* Written exercise *
Your task is to write out the lines from the line containing "Could you identify the cream" through the last line of the material, exactly.

|---|

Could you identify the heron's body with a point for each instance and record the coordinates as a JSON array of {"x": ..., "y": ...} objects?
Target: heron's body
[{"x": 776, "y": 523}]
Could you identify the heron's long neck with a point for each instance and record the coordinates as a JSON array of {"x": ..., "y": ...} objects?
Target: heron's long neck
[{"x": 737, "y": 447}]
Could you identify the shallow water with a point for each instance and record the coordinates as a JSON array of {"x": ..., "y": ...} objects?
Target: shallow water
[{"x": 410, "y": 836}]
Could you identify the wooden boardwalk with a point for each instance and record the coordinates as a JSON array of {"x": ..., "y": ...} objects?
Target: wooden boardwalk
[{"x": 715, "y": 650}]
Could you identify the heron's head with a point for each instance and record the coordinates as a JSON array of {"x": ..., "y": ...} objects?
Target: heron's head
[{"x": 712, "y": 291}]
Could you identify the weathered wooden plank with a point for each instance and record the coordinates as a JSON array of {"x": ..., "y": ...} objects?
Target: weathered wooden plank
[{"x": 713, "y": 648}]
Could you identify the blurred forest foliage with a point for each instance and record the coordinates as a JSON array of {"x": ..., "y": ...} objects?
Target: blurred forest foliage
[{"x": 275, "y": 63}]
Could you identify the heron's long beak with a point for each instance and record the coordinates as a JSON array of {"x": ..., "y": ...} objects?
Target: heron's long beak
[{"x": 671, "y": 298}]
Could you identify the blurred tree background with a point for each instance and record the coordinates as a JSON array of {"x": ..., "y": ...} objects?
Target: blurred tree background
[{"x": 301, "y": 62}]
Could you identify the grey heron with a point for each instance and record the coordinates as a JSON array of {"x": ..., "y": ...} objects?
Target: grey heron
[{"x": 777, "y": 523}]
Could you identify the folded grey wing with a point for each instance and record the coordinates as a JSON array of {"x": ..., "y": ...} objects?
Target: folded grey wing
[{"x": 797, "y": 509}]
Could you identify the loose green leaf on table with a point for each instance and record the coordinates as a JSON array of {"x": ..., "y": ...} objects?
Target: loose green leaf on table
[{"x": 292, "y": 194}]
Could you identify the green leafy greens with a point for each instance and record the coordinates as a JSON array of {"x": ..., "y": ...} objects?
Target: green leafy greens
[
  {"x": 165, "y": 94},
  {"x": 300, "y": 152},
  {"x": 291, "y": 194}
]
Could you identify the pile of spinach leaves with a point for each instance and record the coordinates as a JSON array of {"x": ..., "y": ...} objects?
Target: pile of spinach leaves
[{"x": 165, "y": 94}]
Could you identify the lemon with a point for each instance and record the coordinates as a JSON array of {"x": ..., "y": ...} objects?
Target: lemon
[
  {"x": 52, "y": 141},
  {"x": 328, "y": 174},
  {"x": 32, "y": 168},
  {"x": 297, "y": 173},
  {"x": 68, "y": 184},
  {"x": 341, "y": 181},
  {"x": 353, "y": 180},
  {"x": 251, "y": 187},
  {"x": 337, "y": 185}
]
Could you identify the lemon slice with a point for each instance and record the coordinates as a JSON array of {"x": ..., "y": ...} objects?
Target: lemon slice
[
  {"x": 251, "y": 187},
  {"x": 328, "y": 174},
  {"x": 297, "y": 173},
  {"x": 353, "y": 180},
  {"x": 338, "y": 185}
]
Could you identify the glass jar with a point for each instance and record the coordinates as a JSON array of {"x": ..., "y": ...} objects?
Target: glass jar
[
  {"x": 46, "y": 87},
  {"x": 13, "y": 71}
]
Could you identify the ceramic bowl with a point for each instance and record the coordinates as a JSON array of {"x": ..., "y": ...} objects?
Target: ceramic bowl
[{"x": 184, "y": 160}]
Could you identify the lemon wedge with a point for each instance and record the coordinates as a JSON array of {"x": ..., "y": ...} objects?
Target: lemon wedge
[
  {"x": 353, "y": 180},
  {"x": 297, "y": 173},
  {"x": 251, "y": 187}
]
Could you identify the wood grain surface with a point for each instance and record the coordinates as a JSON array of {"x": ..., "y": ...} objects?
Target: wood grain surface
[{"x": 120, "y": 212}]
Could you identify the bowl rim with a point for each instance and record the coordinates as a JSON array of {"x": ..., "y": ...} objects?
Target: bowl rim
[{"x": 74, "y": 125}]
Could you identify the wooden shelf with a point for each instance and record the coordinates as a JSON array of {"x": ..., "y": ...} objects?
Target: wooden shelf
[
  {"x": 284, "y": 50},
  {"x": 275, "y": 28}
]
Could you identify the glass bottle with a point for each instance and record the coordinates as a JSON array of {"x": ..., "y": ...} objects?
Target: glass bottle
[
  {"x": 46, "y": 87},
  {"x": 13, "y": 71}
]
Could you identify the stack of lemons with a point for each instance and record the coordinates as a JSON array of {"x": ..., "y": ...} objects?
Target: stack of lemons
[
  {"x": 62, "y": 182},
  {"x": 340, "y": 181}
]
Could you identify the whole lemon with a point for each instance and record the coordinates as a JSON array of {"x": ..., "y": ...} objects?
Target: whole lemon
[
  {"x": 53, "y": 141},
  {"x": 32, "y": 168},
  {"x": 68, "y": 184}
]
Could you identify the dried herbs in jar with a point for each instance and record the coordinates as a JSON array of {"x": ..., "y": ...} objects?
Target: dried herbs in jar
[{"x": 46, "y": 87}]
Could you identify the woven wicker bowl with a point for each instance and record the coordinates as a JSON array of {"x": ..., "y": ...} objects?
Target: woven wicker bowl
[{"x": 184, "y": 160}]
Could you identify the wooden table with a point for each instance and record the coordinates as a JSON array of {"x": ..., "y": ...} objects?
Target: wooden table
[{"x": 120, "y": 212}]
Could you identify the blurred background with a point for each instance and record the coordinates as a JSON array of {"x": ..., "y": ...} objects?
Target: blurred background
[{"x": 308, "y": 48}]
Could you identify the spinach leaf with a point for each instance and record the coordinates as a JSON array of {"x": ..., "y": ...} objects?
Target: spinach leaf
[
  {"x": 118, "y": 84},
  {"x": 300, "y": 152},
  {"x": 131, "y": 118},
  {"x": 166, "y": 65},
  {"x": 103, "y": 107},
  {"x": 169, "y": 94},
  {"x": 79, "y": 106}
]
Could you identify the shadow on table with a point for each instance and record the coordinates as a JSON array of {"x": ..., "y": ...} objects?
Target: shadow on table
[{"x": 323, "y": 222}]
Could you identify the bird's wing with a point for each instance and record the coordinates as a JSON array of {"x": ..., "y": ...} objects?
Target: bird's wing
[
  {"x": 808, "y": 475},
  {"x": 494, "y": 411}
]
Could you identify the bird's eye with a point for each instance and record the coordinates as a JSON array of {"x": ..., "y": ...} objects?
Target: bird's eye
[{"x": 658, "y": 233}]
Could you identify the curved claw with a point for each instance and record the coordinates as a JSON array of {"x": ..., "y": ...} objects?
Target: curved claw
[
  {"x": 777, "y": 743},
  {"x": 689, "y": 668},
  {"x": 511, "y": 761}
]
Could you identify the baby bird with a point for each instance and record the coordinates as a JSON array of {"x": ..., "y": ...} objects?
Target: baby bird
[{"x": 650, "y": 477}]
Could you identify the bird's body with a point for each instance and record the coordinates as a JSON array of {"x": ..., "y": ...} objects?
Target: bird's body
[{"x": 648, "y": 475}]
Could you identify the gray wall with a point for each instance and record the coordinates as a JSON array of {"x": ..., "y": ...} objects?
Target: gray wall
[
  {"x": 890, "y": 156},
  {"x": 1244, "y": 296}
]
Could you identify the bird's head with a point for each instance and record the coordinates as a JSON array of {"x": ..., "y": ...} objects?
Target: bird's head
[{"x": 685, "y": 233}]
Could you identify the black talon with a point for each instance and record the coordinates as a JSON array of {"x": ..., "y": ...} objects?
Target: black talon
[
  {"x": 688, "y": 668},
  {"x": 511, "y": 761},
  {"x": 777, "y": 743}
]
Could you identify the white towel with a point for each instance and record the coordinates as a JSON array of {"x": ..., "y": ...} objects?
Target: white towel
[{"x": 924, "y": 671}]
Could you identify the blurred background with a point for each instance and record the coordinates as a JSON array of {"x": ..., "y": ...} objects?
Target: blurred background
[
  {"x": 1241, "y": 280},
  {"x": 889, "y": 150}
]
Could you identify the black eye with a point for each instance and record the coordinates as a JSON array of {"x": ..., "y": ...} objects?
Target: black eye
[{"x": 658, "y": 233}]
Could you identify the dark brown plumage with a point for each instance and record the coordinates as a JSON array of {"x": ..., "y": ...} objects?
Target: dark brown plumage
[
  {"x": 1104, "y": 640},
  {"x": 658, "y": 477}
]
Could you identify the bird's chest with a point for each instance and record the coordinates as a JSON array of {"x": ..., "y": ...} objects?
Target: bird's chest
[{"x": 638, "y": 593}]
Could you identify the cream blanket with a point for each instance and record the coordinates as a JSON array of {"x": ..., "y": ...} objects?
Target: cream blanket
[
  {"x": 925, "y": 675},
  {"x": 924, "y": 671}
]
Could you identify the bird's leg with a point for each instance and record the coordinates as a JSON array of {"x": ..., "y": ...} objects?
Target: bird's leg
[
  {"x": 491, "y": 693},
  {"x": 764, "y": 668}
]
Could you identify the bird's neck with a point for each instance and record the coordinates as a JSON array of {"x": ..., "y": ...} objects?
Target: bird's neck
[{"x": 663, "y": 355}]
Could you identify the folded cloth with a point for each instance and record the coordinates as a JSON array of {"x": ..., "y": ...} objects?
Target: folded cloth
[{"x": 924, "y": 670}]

|---|

* Final result *
Could you identify the cream blanket with a point for each instance and record the coordinates as a JSON array of {"x": ..., "y": ...} objects?
Target: cream blanket
[
  {"x": 925, "y": 675},
  {"x": 924, "y": 671}
]
Could you identify the bird's leg with a point for each instance and record the coordinates as a JSON array of {"x": ..., "y": ...} objects?
Target: bird's leg
[
  {"x": 491, "y": 693},
  {"x": 764, "y": 668}
]
Could you identify the bird's neck with a point for each instance and record the coordinates as a JSON array of {"x": ..., "y": ...} objects?
Target: bird's neck
[{"x": 663, "y": 355}]
Could you identify the folded cloth with a point for each instance and record the coordinates as a JSON array of {"x": ..., "y": ...} objects?
Target: folded cloth
[{"x": 924, "y": 670}]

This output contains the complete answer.